## REQUIRED WORK
Look through the data below for the line with "Query: tall potted plant" and the line with "Query: wooden console cabinet", then output those two and all lines in between, exactly as written.

## DATA EXCERPTS
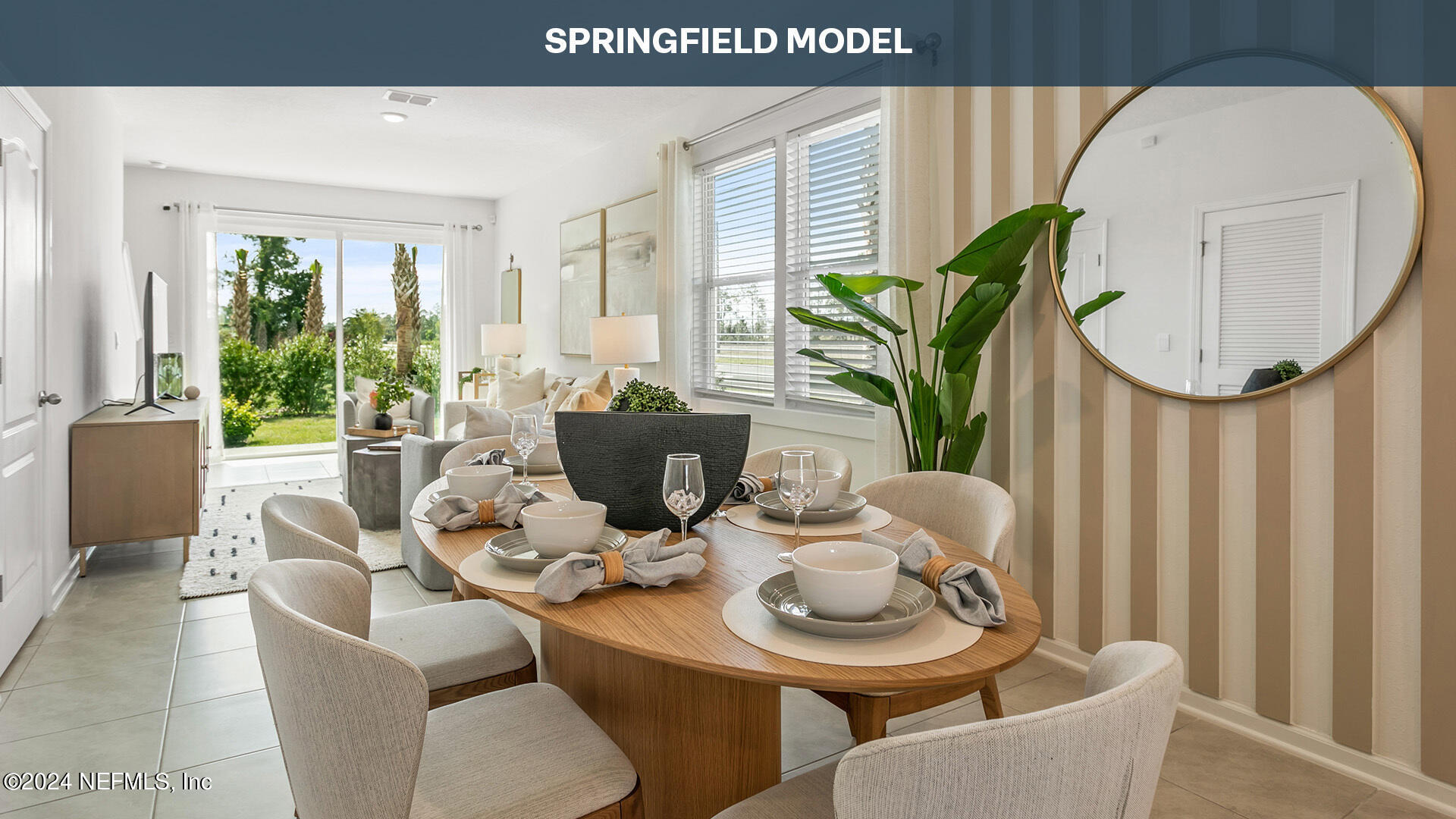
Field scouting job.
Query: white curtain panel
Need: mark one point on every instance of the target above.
(456, 349)
(674, 265)
(909, 237)
(197, 260)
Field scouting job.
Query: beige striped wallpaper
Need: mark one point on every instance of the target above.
(1276, 542)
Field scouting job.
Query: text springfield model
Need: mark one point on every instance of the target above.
(728, 41)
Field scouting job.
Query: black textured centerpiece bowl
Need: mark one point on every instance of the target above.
(618, 460)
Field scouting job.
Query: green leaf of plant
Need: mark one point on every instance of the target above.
(956, 400)
(974, 256)
(960, 457)
(871, 283)
(877, 390)
(820, 356)
(973, 318)
(861, 308)
(1101, 300)
(837, 325)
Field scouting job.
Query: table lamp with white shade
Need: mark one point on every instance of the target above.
(501, 340)
(623, 340)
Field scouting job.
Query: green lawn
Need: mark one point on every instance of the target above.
(293, 428)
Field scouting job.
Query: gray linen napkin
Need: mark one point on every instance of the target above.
(459, 512)
(748, 485)
(490, 458)
(968, 591)
(645, 561)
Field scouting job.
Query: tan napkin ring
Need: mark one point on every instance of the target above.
(612, 569)
(934, 569)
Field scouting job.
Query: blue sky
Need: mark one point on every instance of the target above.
(367, 267)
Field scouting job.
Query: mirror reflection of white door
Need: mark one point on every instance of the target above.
(1087, 276)
(1277, 283)
(22, 589)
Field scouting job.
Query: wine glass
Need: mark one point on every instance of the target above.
(683, 485)
(525, 438)
(799, 484)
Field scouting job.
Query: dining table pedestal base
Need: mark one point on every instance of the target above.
(699, 742)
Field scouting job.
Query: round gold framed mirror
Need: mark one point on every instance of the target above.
(1257, 235)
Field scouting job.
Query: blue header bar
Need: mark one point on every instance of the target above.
(745, 42)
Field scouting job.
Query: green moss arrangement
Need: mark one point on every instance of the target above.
(1288, 369)
(641, 397)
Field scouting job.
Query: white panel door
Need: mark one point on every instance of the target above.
(1276, 281)
(22, 143)
(1087, 276)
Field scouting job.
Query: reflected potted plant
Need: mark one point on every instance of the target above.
(384, 395)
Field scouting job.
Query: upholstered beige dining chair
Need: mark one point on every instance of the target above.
(475, 447)
(465, 648)
(1097, 758)
(971, 512)
(357, 744)
(766, 463)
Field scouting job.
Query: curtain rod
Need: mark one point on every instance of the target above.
(783, 104)
(171, 206)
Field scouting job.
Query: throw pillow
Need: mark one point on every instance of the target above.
(584, 400)
(363, 387)
(485, 422)
(520, 390)
(601, 384)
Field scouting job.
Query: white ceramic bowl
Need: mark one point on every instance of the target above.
(478, 483)
(564, 526)
(845, 579)
(830, 484)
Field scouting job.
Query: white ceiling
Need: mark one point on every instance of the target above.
(473, 142)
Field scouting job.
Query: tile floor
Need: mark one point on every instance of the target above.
(128, 678)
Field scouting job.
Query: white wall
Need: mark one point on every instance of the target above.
(1286, 142)
(529, 229)
(153, 232)
(85, 188)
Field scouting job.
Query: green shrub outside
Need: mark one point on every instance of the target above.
(305, 373)
(239, 422)
(246, 372)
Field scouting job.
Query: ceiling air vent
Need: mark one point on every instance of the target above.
(411, 98)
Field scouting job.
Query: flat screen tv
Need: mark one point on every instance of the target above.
(153, 331)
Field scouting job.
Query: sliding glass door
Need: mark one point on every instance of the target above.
(303, 312)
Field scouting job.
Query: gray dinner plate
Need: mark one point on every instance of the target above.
(519, 464)
(908, 605)
(513, 551)
(846, 506)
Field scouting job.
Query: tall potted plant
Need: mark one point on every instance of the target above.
(932, 403)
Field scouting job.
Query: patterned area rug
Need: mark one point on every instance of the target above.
(231, 544)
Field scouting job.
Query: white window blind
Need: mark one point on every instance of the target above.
(1270, 280)
(832, 203)
(734, 276)
(746, 271)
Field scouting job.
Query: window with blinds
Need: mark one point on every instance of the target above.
(734, 280)
(832, 224)
(758, 253)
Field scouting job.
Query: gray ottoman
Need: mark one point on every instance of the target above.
(375, 487)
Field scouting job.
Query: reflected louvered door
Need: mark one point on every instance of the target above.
(1276, 284)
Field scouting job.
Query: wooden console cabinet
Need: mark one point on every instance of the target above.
(139, 477)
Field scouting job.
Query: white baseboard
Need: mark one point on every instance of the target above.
(67, 580)
(1378, 771)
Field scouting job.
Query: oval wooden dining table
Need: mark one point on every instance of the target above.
(693, 707)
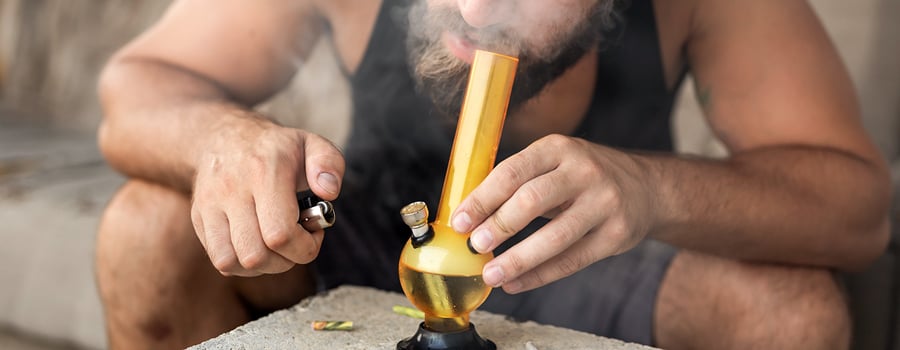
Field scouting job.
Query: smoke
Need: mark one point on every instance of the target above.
(443, 77)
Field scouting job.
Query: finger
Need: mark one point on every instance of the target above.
(197, 221)
(324, 167)
(501, 183)
(278, 213)
(533, 199)
(552, 239)
(218, 243)
(280, 231)
(251, 251)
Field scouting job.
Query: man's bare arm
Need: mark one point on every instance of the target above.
(804, 183)
(195, 71)
(177, 111)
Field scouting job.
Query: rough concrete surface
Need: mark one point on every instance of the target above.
(376, 326)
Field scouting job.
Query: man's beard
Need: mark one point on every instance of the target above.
(443, 76)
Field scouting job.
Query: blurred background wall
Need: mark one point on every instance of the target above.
(53, 183)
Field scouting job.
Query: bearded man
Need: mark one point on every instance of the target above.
(597, 226)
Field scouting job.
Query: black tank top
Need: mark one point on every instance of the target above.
(399, 144)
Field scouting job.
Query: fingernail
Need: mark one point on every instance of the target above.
(493, 276)
(328, 182)
(512, 286)
(481, 239)
(461, 222)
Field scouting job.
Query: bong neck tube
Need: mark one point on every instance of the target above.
(479, 128)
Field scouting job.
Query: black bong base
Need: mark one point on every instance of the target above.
(427, 339)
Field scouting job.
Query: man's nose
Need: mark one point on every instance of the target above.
(485, 13)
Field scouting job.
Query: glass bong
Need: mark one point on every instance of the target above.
(439, 271)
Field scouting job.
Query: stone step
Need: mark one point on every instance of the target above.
(376, 326)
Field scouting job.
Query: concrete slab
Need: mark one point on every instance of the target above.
(376, 326)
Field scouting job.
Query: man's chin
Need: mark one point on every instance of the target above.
(459, 47)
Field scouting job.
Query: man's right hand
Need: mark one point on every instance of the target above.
(244, 207)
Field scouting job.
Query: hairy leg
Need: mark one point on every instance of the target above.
(708, 302)
(159, 289)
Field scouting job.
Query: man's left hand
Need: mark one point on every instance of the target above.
(600, 202)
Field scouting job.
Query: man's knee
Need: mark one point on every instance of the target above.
(708, 301)
(144, 215)
(802, 306)
(144, 227)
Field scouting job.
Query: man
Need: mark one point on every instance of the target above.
(204, 236)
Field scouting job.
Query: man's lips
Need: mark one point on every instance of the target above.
(459, 46)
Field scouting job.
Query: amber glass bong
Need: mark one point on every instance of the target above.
(439, 271)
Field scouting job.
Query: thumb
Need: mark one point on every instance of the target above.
(324, 165)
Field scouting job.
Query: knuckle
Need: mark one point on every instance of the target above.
(278, 239)
(617, 231)
(561, 236)
(477, 206)
(501, 225)
(539, 279)
(556, 141)
(253, 261)
(530, 198)
(515, 265)
(225, 263)
(571, 263)
(309, 254)
(511, 172)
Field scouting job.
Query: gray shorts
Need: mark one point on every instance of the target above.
(614, 297)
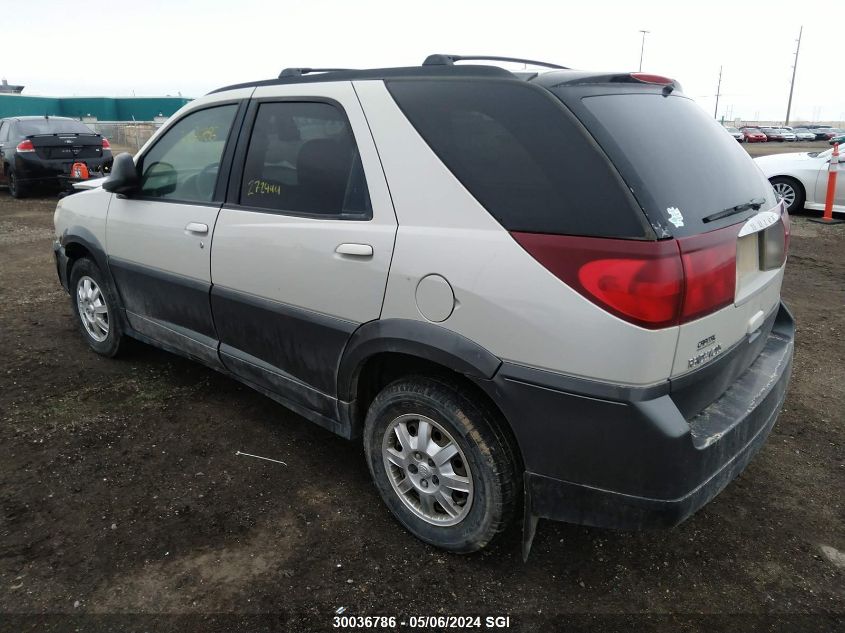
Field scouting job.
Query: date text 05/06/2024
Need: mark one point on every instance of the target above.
(421, 622)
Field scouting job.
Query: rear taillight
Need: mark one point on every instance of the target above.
(652, 284)
(773, 243)
(709, 262)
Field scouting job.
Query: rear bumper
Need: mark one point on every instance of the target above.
(32, 170)
(630, 459)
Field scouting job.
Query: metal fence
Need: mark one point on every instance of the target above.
(125, 136)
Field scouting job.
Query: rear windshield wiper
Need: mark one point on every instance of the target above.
(754, 203)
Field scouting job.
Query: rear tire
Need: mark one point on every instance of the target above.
(94, 307)
(790, 190)
(440, 464)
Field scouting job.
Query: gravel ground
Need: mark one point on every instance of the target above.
(125, 507)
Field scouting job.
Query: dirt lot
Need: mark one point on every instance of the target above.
(122, 494)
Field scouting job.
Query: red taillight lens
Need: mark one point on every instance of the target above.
(709, 263)
(641, 282)
(651, 284)
(645, 291)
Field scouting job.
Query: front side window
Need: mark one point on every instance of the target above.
(183, 164)
(302, 159)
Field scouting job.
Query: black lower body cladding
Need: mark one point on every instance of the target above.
(632, 459)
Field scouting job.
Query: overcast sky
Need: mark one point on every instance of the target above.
(157, 47)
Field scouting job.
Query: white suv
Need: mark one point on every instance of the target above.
(520, 289)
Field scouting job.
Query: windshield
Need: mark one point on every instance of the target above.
(677, 184)
(52, 126)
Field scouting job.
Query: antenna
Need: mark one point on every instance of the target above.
(794, 70)
(718, 94)
(642, 48)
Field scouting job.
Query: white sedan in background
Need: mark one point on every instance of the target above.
(801, 179)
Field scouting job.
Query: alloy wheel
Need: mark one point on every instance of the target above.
(93, 311)
(427, 469)
(785, 192)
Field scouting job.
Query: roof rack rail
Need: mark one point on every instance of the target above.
(298, 72)
(448, 60)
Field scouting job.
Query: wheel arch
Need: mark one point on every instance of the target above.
(382, 351)
(79, 242)
(794, 179)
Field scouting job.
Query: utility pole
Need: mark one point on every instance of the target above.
(794, 69)
(718, 94)
(642, 48)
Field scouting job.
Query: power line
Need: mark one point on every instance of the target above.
(794, 70)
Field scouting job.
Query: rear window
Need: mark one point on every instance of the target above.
(677, 160)
(522, 155)
(52, 126)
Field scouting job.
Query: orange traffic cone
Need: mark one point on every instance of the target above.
(832, 170)
(80, 171)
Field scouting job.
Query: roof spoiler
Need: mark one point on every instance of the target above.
(439, 59)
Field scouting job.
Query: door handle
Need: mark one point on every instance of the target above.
(197, 227)
(356, 250)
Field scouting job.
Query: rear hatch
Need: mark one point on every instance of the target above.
(67, 146)
(61, 139)
(700, 189)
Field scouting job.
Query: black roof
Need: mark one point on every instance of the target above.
(34, 117)
(410, 72)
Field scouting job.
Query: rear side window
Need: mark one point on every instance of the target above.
(682, 166)
(521, 155)
(302, 159)
(52, 126)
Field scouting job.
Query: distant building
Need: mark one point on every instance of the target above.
(89, 108)
(7, 88)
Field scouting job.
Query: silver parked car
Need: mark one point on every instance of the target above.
(803, 134)
(519, 292)
(800, 179)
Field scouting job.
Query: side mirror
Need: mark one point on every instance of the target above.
(124, 175)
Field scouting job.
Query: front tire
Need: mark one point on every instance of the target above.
(94, 308)
(789, 191)
(440, 464)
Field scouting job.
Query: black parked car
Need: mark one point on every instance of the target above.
(37, 151)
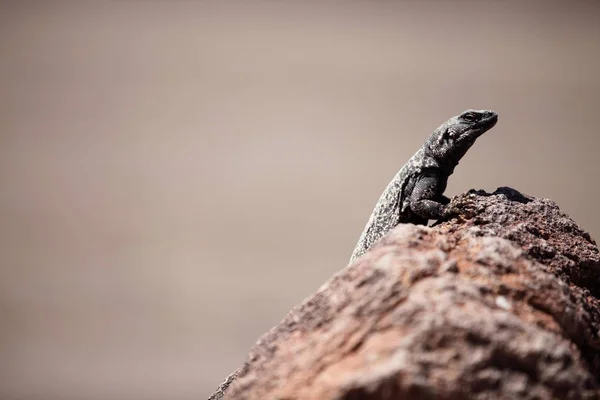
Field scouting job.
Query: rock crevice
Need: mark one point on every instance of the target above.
(498, 302)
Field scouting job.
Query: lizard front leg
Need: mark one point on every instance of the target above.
(426, 201)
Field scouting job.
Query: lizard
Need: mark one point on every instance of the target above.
(416, 193)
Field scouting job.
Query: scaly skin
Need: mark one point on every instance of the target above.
(415, 194)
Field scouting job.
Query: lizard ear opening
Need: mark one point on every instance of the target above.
(445, 134)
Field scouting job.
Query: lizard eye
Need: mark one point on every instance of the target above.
(470, 117)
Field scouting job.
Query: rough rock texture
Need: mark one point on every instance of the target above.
(499, 302)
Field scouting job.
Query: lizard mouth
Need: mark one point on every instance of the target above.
(491, 120)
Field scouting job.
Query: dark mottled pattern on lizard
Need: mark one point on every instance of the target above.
(415, 195)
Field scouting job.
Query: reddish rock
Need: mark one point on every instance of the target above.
(499, 302)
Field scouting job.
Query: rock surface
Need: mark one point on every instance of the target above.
(499, 302)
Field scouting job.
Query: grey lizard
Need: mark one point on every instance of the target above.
(415, 194)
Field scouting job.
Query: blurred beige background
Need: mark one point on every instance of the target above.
(177, 175)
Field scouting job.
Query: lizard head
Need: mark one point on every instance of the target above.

## SOLVED EXERCISE
Query: tall potted plant
Need: mark one point on every instance of the target above.
(932, 403)
Field scouting job.
Query: patterned area rug
Need: mark one point on every instance of the target above.
(231, 544)
Field scouting job.
Query: white window blind
Need: mark one point on every instance of the target above.
(1270, 280)
(832, 203)
(734, 276)
(746, 271)
Field scouting job.
Query: window with blinds
Need: mark one point on every instance of the target above.
(734, 280)
(832, 224)
(758, 253)
Field scouting job.
Query: gray ottoman
Need: mark one point on every instance of the target above.
(375, 487)
Field scouting job.
Query: reflected louvered door
Need: mark one point on every instance of the target above.
(1276, 284)
Field scouting job.
Query: wooden console cabinet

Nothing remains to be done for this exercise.